Task goal – Copy out each line featuring the string "target" from the entries beneath.

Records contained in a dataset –
··········

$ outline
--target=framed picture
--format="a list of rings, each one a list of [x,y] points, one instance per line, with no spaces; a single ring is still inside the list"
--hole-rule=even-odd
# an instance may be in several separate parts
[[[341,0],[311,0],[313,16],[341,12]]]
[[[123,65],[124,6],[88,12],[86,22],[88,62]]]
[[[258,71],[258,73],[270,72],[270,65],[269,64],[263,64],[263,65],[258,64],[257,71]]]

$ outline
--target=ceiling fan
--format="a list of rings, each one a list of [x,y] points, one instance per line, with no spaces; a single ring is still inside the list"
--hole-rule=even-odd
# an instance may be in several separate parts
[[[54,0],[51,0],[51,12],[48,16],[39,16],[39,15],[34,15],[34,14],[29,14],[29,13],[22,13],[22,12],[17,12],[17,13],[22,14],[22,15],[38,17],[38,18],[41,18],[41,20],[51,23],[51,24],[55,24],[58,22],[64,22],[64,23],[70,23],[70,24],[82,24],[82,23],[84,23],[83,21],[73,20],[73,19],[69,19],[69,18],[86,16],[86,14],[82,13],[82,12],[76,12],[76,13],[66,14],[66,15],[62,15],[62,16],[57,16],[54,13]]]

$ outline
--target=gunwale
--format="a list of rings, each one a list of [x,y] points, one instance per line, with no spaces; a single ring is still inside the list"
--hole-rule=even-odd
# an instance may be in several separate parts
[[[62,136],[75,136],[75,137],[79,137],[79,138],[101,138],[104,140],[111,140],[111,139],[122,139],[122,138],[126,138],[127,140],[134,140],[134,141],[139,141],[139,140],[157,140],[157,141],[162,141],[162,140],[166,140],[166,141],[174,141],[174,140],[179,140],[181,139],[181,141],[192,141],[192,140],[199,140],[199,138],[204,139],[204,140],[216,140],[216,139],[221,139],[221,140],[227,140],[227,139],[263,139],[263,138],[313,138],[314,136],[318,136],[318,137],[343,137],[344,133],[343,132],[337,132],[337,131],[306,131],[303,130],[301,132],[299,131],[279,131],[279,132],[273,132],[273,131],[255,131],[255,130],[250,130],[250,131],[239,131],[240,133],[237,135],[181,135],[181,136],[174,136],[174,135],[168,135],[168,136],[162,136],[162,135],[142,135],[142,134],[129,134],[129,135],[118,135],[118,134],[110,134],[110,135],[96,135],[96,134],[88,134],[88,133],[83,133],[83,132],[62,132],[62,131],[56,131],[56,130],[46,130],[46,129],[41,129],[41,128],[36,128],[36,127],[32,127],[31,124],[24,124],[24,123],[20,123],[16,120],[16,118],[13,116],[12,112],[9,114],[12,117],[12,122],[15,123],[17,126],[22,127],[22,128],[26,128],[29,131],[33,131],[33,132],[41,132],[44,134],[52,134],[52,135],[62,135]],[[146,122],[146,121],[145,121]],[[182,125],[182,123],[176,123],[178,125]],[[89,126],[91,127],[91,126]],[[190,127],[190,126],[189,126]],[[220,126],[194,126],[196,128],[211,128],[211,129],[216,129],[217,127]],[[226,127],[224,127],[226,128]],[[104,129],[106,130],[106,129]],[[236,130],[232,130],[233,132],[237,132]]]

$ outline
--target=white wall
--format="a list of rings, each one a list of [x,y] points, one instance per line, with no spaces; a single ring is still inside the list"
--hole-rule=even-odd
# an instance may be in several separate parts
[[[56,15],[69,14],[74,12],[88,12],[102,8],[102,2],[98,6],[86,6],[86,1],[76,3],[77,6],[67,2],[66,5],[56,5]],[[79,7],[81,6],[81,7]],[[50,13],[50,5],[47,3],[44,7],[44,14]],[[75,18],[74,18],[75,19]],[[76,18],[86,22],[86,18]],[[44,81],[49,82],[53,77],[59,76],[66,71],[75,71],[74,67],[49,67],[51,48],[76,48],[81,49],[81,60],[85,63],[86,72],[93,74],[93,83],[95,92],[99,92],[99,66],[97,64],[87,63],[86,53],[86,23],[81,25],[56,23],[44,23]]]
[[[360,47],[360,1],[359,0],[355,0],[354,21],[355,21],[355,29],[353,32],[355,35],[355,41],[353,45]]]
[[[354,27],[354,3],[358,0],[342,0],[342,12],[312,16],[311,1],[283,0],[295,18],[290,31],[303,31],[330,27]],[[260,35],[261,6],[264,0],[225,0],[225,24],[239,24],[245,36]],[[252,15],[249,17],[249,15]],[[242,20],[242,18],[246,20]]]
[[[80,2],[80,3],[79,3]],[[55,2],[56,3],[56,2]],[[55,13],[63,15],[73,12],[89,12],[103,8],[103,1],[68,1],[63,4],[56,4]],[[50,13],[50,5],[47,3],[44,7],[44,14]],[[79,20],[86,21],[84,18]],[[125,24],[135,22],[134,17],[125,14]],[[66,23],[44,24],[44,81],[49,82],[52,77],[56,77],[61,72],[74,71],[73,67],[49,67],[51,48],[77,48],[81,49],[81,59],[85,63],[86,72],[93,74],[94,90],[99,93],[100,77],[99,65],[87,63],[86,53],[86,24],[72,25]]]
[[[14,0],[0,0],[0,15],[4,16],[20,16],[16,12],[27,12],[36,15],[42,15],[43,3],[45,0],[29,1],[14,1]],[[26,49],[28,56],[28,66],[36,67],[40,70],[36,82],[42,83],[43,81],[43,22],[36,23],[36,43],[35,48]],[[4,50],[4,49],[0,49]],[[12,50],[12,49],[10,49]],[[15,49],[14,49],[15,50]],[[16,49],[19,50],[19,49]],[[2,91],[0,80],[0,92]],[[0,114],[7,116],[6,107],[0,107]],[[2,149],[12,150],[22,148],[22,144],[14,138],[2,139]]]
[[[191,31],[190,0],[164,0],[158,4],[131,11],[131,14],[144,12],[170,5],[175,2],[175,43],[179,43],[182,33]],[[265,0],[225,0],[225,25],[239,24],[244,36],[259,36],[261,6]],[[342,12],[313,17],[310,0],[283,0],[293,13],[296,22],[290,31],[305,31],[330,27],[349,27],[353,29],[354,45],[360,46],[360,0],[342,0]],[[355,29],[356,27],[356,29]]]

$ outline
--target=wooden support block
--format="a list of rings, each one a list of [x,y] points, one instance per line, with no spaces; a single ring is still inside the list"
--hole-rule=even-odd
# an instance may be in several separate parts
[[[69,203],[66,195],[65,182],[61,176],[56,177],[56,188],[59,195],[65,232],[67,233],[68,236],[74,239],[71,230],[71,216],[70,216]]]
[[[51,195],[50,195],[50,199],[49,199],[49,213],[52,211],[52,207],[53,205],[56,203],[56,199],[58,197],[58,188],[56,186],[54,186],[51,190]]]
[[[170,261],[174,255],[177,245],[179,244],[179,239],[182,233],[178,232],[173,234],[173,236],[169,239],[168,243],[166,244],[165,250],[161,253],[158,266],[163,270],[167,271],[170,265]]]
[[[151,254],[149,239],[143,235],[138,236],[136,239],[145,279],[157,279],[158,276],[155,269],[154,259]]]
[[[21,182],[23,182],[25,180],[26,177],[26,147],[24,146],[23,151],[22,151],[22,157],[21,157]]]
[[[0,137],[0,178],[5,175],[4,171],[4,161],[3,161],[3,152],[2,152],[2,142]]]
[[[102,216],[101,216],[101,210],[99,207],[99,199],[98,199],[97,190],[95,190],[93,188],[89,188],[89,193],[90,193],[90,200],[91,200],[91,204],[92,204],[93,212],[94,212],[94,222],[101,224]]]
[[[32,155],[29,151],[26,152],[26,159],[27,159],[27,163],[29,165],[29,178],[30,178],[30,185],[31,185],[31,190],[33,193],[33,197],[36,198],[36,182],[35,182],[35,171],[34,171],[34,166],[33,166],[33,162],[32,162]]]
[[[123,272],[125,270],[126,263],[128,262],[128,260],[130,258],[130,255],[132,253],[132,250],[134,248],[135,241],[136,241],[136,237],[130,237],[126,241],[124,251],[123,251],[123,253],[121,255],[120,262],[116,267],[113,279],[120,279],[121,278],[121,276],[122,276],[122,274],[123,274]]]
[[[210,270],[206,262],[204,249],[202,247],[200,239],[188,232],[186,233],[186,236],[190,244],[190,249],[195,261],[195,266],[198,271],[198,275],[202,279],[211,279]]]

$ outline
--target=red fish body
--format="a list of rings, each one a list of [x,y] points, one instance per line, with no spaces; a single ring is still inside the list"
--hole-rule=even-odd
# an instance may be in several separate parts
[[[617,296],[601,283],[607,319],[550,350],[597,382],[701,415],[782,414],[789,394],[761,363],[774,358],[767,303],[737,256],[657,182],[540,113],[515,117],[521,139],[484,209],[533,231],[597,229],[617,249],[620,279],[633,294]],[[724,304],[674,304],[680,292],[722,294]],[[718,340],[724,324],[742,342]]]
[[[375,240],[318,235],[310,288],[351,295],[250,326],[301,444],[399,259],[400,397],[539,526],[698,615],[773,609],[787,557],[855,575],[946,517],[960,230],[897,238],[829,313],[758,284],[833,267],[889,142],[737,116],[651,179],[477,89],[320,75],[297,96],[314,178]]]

··········

The answer –
--target=framed picture
--target=ceiling fan
--target=gunwale
--target=white wall
--target=wooden support block
--target=red fish body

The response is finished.